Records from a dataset
[Begin]
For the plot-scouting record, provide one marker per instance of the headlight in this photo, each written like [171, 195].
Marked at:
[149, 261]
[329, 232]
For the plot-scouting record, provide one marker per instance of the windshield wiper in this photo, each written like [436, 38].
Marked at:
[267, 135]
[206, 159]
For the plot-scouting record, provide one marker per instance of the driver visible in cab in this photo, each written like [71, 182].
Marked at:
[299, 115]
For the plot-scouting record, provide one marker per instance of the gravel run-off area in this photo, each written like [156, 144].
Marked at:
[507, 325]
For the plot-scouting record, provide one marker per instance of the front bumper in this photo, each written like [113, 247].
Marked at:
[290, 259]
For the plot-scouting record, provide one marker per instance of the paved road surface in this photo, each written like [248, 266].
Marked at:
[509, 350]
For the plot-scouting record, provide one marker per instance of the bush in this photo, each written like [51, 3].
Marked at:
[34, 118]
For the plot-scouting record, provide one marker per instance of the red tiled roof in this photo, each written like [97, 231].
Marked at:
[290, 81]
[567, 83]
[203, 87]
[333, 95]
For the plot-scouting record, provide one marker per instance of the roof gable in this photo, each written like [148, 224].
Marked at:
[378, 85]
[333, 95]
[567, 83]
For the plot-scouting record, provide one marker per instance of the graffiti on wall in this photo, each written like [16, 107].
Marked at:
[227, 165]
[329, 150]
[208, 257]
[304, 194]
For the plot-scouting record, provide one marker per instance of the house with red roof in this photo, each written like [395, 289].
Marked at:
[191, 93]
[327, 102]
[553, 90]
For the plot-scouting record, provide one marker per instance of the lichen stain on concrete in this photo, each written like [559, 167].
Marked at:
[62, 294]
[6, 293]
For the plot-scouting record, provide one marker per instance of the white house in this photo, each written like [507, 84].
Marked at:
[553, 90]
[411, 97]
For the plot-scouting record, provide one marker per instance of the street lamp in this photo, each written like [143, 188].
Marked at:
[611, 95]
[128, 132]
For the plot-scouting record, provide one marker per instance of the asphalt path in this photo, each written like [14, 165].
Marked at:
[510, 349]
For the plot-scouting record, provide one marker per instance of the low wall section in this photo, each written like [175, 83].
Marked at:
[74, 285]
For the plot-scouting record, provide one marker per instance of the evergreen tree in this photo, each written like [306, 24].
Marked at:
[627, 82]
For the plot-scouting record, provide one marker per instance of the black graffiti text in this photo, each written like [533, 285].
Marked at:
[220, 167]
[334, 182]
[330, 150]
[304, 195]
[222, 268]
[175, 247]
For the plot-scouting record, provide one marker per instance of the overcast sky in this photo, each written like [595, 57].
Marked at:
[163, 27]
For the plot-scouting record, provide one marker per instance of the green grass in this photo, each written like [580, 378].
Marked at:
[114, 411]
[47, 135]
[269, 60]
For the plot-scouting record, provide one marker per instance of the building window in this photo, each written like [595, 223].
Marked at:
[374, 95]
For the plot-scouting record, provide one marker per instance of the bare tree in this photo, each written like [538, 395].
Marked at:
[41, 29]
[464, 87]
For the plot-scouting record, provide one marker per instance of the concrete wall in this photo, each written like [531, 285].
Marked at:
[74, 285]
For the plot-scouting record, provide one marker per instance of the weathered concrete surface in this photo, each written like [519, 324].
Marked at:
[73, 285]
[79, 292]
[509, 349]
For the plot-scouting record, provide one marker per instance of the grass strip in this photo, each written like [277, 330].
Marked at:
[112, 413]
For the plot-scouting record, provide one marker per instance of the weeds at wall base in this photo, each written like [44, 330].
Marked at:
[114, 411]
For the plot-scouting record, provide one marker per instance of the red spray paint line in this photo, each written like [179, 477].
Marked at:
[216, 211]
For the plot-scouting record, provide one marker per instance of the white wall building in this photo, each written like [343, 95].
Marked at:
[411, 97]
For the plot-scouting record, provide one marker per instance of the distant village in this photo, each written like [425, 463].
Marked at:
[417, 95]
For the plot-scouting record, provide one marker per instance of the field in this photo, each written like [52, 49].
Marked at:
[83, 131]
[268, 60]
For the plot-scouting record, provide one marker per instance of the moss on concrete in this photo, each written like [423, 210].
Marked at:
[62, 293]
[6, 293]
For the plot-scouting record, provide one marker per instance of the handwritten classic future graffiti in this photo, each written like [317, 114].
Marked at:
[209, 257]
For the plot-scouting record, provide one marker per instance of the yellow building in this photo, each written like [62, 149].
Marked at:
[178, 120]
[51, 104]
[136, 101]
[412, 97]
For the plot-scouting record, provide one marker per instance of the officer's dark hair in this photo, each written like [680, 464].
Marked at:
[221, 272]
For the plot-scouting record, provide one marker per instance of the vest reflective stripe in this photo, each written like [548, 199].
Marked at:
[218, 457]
[End]
### STATED GOAL
Extract every line above exactly as it stands.

### OUTPUT OF THE TASK
For the plot-scouting record, provide one marker per instance of the headlight in this photo, each written like [171, 195].
Marked at:
[149, 261]
[329, 232]
For the plot-scouting record, provide one marker per instance of the windshield wiper in this photo, each written like [436, 38].
Marked at:
[267, 135]
[206, 159]
For the plot-scouting record, provide one marker per instance of the driver visible in cab in this photo, each written like [71, 182].
Marked at:
[299, 115]
For the plot-scouting record, provide one marker per instance of the gravel run-off area in this photo, each written like [156, 144].
Marked at:
[507, 325]
For the plot-scouting record, provide one marker per instance of the front bumper in this photo, each written like [113, 247].
Marked at:
[290, 259]
For the plot-scouting record, provide one marker per instance of the paved road surface in this photo, each written like [248, 266].
Marked at:
[509, 350]
For the plot-scouting record, provide one marker per instance of the bush in this photo, each written like [51, 3].
Marked at:
[34, 118]
For the plot-scouting record, provide one marker per instance of the red tiled roof in this photo, each written like [97, 231].
Marked at:
[290, 81]
[567, 83]
[203, 87]
[333, 95]
For the plot-scouting record, provide one marker per instance of the roof gable in this photo, each written like [148, 224].
Marked at:
[378, 85]
[333, 95]
[567, 83]
For the plot-scouting record, provide one marker per instance of the graffiti on wall in this photo, each written like [16, 107].
Marked at:
[227, 165]
[329, 150]
[208, 257]
[304, 194]
For the plot-scouting record, provide one marker per instance of the house with red roof in this photo, each written like [395, 289].
Marked at:
[191, 93]
[327, 102]
[553, 90]
For the plot-scouting record, provide one marker per instance of the lichen stain on concrete in this photo, each written like [559, 167].
Marked at:
[62, 294]
[6, 293]
For the plot-scouting record, provide one marker per instance of the white house in this photo, each written like [507, 84].
Marked at:
[553, 90]
[411, 97]
For the plot-scouting record, provide one marker per instance of the street lamp in this photo, each written like [143, 188].
Marked at:
[611, 95]
[128, 132]
For the plot-scouting record, provide one marker per instance of the asphalt path in this photo, each written like [14, 165].
Marked at:
[510, 349]
For the plot-scouting record, provide one marker per instance of the low wall section in this photo, each written like [175, 83].
Marked at:
[74, 285]
For the plot-scouting record, provide one marker per instance of the evergreen tree in this photo, each written like [306, 24].
Marked at:
[627, 82]
For the plot-scouting record, provide one marker per instance of the black graffiti text in this photo, each written like [533, 285].
Marked at:
[220, 167]
[334, 182]
[330, 150]
[304, 195]
[222, 268]
[175, 247]
For the plot-scouting record, provide one marker per instance of the overcast sky in this photo, each written like [595, 57].
Marked at:
[163, 27]
For the plot-scouting record, provide one marker per instance of the green grass in this photo, each written like [580, 378].
Marked at:
[114, 411]
[47, 135]
[269, 60]
For the plot-scouting record, provide one marker per instance of the building window in this photo, each written like [595, 223].
Marked at:
[374, 95]
For the plot-scouting record, provide one marker per instance of the bare tree in this photo, each written like [538, 395].
Marked at:
[41, 29]
[464, 87]
For the plot-scouting record, provide one marker per instance of the concrete wall in this photo, each written like [531, 285].
Marked at:
[74, 285]
For the plot-scouting record, provide one marker per instance of the weathered concrete surface in this photo, each written like [519, 324].
Marked at:
[73, 285]
[79, 292]
[509, 349]
For the plot-scouting record, provide one marker per instance of the grass strip in this photo, each written like [277, 330].
Marked at:
[112, 413]
For the plot-scouting record, provide one marker per instance of the weeds at wall base in this photo, each written like [44, 330].
Marked at:
[114, 411]
For the plot-scouting record, provide one marker per instance of the red spray paint line in this photo, each written like [179, 477].
Marked at:
[216, 211]
For the plot-scouting record, provide one marker per instance of the white wall building in this photo, each written like [343, 95].
Marked at:
[411, 97]
For the plot-scouting record, provide one marker per instance of the distant village in this photo, each written like [425, 463].
Marked at:
[417, 95]
For the plot-scouting record, provide one marker per instance of the field in this photo, each written like [52, 49].
Marked at:
[83, 131]
[268, 60]
For the plot-scouting record, provide one marker per instance of the moss on concrete in this photo, each written like [423, 210].
Marked at:
[62, 293]
[6, 293]
For the plot-scouting record, provide one marker per instance of the handwritten classic future graffiti in this photo, each written like [317, 114].
Marked at:
[209, 257]
For the plot-scouting record, provide one marker per instance of the yellow building in this photo, each written like [62, 149].
Marked at:
[178, 120]
[51, 104]
[136, 101]
[412, 97]
For the plot-scouting record, provide one marker per instance of the officer's dark hair in this photo, each written like [680, 464].
Marked at:
[221, 272]
For the plot-scouting record, provide one marker per instance of the vest reflective stripe in this photo, each written like [548, 199].
Marked at:
[218, 457]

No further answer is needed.